• TO DO
1. Reproduce the stretch of the blog post about Himadri from "The article analyses" through "happy or unhappy.".
2. According to the blog post about Himadri, whose sister is Anna?

>> START PASSAGE PROVIDED

Sunday, 2 February 2014

Discovery of "The argumentative old git"

Himadri, aka Argumentative old git, an Indian growing up in Britain. In his 50s. A classic literature lover, especially Russian literature, or at least, heavily influenced by it.

1/ A beautiful passage Himadri wrote about Tolstoy:
"In our modern times, we tend not to believe in the concept of transcendence: if the material word is the only world there is, then there can be nothing to transcend to, and all feelings, all emotions, are either merely “feelbad” or “feelgood”: “feelgood” is what we should all strive for, as this, after all, is the sole purpose of living; and “feelbad” is what you take anti-depressants to ward off. This is perhaps why I come away from so many modern novels with the sense that I have witnessed merely small, insignificant people experiencing small, insignificant feelings. But with Tolstoy, I feel I am in a much bigger world. No other writer, I think, has depicted the physical surfaces of our lives so meticulously; but Tolstoy depicts also a sense of transcendence, even though we can but vaguely know what those regions may be that we are transcending to. He depicts that sense sublime of something that is more deeply interfused – something that refuses to be pinned down, but which we cannot ignore without diminishing ourselves. It is in that sense of joy we feel even as we grieve, even as we feel pain – even as we are disturbed. It is certainly what Levin feels when he unexpectedly catches sight of Kitty in the carriage."

The article analyses how "Anna Karenina" is much more than a juxtaposition of stories about an unhappy family (Anna- Vronsky) and a happy family (Kitty- Levin). "I find it hard to believe that a writer who could create a work of such endless complexity would splice the two stories together simply to depict something so banal as a contrast between happiness and unhappiness, light and shade. The ties binding these stories together must be stronger than merely this."
Himadri also mentions a 3rd family in the novel, which, structurally, holds together the 2 strands- Anna is Stiva Oblonsky's sister and Kitty is Dolly's, and raises the question on whether this family may be considered happy or unhappy.

>> END PASSAGE PROVIDED
>> START DATA SECTION

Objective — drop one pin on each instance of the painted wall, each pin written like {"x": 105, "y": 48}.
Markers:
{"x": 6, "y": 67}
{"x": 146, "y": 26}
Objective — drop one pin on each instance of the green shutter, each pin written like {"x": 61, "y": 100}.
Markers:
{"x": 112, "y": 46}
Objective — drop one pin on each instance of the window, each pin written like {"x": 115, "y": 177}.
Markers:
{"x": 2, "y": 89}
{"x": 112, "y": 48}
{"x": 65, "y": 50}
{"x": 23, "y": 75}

>> END DATA SECTION

• OUTPUTS BY TASK
1.
The article analyses how "Anna Karenina" is much more than a juxtaposition of stories about an unhappy family (Anna- Vronsky) and a happy family (Kitty- Levin). "I find it hard to believe that a writer who could create a work of such endless complexity would splice the two stories together simply to depict something so banal as a contrast between happiness and unhappiness, light and shade. The ties binding these stories together must be stronger than merely this."
Himadri also mentions a 3rd family in the novel, which, structurally, holds together the 2 strands- Anna is Stiva Oblonsky's sister and Kitty is Dolly's, and raises the question on whether this family may be considered happy or unhappy.

2. Anna is Stiva Oblonsky's sister.